Only lines containing the word "below" are needed; pull them out of the material.

──────── Input ────────

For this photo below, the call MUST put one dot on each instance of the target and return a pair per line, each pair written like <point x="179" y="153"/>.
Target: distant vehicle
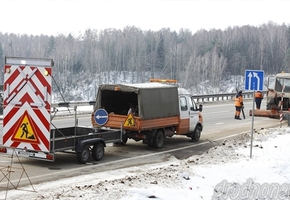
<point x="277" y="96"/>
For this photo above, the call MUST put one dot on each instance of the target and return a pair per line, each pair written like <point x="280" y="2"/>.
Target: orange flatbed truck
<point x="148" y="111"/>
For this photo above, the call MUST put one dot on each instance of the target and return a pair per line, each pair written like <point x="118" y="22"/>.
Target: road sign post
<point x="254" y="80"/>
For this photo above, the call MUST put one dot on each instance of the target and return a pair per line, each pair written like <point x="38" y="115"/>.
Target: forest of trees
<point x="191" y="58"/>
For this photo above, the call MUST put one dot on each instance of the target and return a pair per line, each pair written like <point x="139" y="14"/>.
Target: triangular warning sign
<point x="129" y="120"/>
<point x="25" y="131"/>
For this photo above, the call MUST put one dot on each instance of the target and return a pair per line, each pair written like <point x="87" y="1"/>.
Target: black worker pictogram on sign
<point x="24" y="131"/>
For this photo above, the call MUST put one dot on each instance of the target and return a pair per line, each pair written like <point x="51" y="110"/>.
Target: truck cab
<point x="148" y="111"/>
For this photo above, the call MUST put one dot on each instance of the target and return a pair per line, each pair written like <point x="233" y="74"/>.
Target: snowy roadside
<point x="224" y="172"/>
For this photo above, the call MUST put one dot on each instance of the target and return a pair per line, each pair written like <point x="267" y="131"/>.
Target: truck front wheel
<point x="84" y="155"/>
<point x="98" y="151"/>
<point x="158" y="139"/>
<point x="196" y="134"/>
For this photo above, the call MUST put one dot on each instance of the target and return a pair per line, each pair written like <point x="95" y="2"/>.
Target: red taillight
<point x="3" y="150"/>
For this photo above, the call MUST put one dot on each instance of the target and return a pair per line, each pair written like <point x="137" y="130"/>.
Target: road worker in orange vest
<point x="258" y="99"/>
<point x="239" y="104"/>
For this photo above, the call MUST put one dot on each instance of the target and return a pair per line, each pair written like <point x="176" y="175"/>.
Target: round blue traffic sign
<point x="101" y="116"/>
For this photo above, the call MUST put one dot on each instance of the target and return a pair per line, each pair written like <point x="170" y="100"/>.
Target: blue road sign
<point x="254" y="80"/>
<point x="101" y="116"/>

────────
──────── Input ────────

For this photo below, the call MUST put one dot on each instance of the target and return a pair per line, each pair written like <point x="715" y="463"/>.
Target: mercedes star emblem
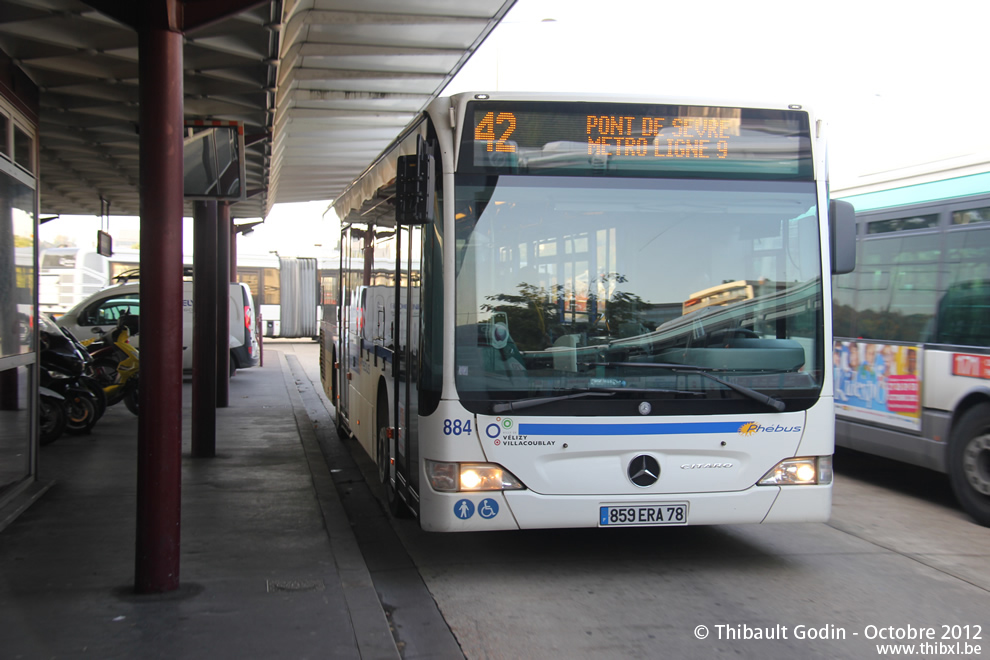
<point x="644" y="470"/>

────────

### [Result for this task]
For this photo below, the call MUST put one dot on each instance of the target and return a pair per line, each pair written like <point x="179" y="153"/>.
For this photo below, the call MUST put one dot on each instance of the target and return a pair per line, each pair written like <point x="715" y="463"/>.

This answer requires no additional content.